* [抜粋]
以上、すごくどうでもいい話でした。東尾沙紀

2009年7月6日(月) Daniel Andersson 「In My Mind」

 先日2日に紹介したスウェーデン発の新世代AORユニット“スムース・リュニオン”は、個人的にかなりの大ヒット作品で、店頭でもしょっちゅうかけているのですが、それに次いで気に入っているのがこの1枚。

 こちらもスウェーデン発。1980年生まれの新世代シンガー・ソング・ライター、ダニエル・アンダーソンのデビュー・アルバム『デイズ・イン・LA』。(PCD-93260 \2,415)

 AORとウエスト・コースト・サウンドを合わせた感じのジェイ・グレイドン的ポップ・サウンドで、歌声はビル・チャップリン、もしくはビル・キャントスに似てますね。
 どの曲もちょっぴり切ないメロディ・ラインとフックの効いたサビを持っているので、80'sのシカゴやTOTO、はたまたティモシー・シュミットやデヴィッド・フォスター系ミュージシャンお好きの方なら、一聴してビビッとくることうけあい。

 特に3曲目「In My Mind」は、2007年のベスト5にも選んだローレンス・エルダーを彷彿とさせるような切ないピアノとサビの歌い回しが印象的。久々にツボにはまった1曲です。森 陽馬

2009年7月7日(火) ジョージ・ハリスン 「Blow Away」

 ジョージ・ハリスンの『Let It Roll』というCDが出ました。
 日本タイトルは『オールタイム・ベスト』となっていますが、一般的に言うシングル・コレクションのようなベストとは、ちょっと違う選曲になっています。(TOCP-70790 \2,600)

 CDの背表紙に書いてある『Songs By George Harrison』という大枠の中から選ばれた全19曲。どれもジョージらしい慈愛に満ちた作品ばかりです。

 「ブロー・アウェイ」は1979年2月発表のシングル曲。
 ジョージ独特のスライド・ギターの音がゆったりと心に沁みてくる名曲です。

 色々なことがあったパティと1977年に離婚が成立して、1978年にオリヴィアとの間に初めての子供・ダニーが生まれるという、ジョージにとっては嬉しく明るい話題が、歌詞にも反映されています。
 イヤなモヤモヤ、飛んでいけ・・・。Blow Away Blow Away・・・。森 勉

2009年7月8日(水) EPO 「たったひとつの」

 「ダウンタウン」のカヴァーや「土曜の夜はパラダイス」、「う、ふ、ふ、ふ」、「12月のエイプリル・フール」(コレ名曲!)など、1980年代に活躍した女性シンガー、EPO。
 ここ最近は、ヒーリング/ホスピス系などの活動が中心で、新しい作品はしばらく発表していませんでしたが、久々にNEWアルバム『AQUA NOME』を自主レーベル“eponika Record”よりリリースしました。(XQGR-1001 \3,150)

 美しくも力強い意志が感じられる歌声は健在。

* [課題] 上のおすすめ曲紹介の文章を、最後の一文に続けて書き継ぎなさい。

* [表示項目]
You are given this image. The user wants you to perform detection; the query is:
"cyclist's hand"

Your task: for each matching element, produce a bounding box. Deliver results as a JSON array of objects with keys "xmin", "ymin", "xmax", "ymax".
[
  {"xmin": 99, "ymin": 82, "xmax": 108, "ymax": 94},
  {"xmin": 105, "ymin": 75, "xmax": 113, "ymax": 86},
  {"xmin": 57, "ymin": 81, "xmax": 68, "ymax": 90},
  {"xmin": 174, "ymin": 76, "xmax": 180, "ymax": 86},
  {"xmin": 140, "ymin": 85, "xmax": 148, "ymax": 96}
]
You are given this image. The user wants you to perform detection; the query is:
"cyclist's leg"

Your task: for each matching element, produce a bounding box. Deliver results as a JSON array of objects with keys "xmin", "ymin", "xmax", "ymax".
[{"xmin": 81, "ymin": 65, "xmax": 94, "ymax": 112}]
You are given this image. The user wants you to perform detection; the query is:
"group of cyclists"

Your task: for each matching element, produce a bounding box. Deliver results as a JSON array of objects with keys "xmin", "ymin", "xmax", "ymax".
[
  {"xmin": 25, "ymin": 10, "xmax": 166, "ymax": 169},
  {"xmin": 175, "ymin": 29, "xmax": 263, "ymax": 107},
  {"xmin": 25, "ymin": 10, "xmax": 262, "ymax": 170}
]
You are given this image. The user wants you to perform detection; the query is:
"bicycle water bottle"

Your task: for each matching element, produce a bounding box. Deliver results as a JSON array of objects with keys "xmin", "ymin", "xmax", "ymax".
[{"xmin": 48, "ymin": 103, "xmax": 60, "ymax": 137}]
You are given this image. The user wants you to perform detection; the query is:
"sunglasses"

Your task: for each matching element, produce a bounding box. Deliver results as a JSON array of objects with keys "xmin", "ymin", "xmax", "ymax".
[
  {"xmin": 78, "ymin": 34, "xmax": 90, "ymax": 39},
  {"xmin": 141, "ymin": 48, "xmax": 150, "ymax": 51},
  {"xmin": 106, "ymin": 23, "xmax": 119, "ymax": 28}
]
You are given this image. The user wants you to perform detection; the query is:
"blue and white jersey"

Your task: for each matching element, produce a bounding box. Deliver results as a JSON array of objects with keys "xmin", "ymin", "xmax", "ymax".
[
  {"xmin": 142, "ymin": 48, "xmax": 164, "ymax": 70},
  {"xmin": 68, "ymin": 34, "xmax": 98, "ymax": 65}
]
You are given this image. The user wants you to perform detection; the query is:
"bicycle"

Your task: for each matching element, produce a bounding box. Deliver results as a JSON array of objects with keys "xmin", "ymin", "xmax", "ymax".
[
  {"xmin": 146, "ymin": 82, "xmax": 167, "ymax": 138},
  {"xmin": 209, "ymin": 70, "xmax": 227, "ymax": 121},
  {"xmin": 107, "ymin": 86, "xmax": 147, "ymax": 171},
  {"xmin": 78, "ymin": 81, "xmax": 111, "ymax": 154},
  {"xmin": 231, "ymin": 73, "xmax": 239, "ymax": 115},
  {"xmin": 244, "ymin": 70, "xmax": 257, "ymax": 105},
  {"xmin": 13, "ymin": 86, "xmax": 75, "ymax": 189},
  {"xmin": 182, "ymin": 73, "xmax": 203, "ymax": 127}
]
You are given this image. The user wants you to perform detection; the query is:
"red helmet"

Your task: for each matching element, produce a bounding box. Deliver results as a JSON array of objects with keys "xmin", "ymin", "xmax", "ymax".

* [解答例]
 サウンドは往年のポップ・サウンドとはちょっと違って、アコースティック・ギターとシンプルなストリングスを中心にした音作り。楽曲もスロー・テンポなもので占められ、ゆったりとした穏やかな気持ちで聴ける“癒し”の1枚です。

 オーガニックな自然をテーマにした曲や人間の根源的な“愛”を真摯な姿勢で見つめ直した歌詞には、彼女の生への祈りのようなものも感じられ、やさしい歌声の中にしっかりとその思いが込められています。

 歌や楽曲のタイプは違いますが、大貫妙子さんの『ピュア・アコースティック』がお好きな方におすすめ。笹子重治さんのアコースティック・ギターが彼女の美声を引き立たせているのが印象的です。森 陽馬

2009年7月9日(木) naomi & goro 「Super Boots」

 心地良いブラジリアン・サウンドを奏でる伊藤ゴローさんと布施尚美さんのユニット、naomi&goroが昨年の『Bossa Nova Songbook 1』に続くボサノヴァ・スタンダード集第2弾をリリース。(『Bossa Nova Songbook 2』 RZCM-46215 \3,000)
 
 7枚目となる新作は初のリオデジャネイロ録音で、現地の腕利きのミュージシャンと制作されたアルバム。(坂本龍一と以前ユニットを組んだジャキス・モレレンバウムも1曲ゲスト参加)
 
 お2人のアルバムはアコースティック・ギターのごくシンプルなサウンドというイメージがありましたが、ピアノ、チェロ、フルートなどを交えたジャジーな雰囲気の曲も多く、バックの演奏、goroさんの絶妙なアレンジも楽しめる一枚。naomiさんの歌声も涼しげでとっても素敵です。
 
 選曲はアントニオ・カルロス・ジョビン、マルコス・ヴァーリ、カエターノ・ヴェローゾなどに、一曲だけオリジナル曲「Super Boots」をリアレンジされたものが収録されています。
 
 ボサノヴァは勿論、ジャズなどお好きな方にもオススメの一枚です。東尾沙紀

2009年7月10日(金) ジウリア・イ・ロス・テラリーニ 「バルセロナ」

先日、ウディ・アレン監督の新作映画『それでも恋するバルセロナ』を鑑賞。

 ここ最近は、今ひとつ恋愛映画を見る気にならなくて敬遠していたのですが、これはホント、楽しんで見ることができましたね。ウディ・アレンらしい面白い“バルセロナ恋愛道中”で、役者たちも楽しんで演じているのが伝わってくる映画でした。(メディア的には、ペネロペ・クルス&スカーレット・ヨハンセン中心にプロモーションされていますが、プレイボーイ役のハビエル・バルデム、堅物女役のレベッカ・ホールが良かったですね)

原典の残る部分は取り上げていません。